Task brief: Please rewrite the rows starting at the line that contains "Pick out each instance of the white" and ending at the last row, with "shoulder" changed to "arm" and everything else left as it is. Return only those rows.

** start of Records **

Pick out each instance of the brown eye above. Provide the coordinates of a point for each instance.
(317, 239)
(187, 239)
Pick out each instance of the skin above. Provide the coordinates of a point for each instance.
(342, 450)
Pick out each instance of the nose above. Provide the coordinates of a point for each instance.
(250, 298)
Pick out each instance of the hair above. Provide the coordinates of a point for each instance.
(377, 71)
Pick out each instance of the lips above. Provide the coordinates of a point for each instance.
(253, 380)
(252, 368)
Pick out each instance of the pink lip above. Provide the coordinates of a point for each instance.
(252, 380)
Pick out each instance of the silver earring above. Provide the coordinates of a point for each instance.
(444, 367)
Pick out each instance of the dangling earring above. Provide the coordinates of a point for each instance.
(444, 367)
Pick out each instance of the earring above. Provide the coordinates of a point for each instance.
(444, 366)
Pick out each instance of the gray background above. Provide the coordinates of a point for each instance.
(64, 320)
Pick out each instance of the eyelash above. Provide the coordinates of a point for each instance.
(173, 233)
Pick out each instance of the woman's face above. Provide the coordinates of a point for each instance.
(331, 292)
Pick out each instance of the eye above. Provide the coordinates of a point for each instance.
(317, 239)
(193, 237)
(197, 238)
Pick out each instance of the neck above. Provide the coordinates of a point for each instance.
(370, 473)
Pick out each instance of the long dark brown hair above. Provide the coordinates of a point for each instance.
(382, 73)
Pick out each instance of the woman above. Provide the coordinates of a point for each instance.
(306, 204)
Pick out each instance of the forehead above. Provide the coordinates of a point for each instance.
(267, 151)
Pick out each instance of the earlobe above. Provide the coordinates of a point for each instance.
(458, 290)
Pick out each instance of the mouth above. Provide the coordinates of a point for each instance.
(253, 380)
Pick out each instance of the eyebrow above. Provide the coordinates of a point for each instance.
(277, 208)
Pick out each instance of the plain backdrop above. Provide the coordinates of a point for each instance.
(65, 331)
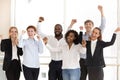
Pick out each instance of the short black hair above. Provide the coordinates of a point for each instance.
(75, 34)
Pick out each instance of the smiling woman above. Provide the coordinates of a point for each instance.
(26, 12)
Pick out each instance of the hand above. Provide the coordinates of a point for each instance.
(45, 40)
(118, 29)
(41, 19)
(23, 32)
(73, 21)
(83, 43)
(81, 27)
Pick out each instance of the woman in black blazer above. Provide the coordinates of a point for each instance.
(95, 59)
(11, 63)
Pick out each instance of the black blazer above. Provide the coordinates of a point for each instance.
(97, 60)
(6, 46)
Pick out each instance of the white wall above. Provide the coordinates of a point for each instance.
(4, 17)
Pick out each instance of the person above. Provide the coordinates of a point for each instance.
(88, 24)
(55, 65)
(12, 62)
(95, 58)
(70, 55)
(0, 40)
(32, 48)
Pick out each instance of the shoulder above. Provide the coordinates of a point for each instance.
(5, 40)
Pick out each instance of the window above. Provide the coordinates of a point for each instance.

** end of Records **

Solution to the exercise:
Pick out each instance of the white wall above. Provide the coordinates of a point for each instance.
(4, 17)
Pick out each instance of the person above. Provide the coordinates of a point for each instance.
(88, 24)
(55, 65)
(12, 62)
(95, 58)
(70, 55)
(0, 40)
(32, 48)
Pick out each instance of the arm above. Provide the coordinates of a point for each instance.
(5, 40)
Pick out each instance of the window above. Provide the coordinates of a point for each instance.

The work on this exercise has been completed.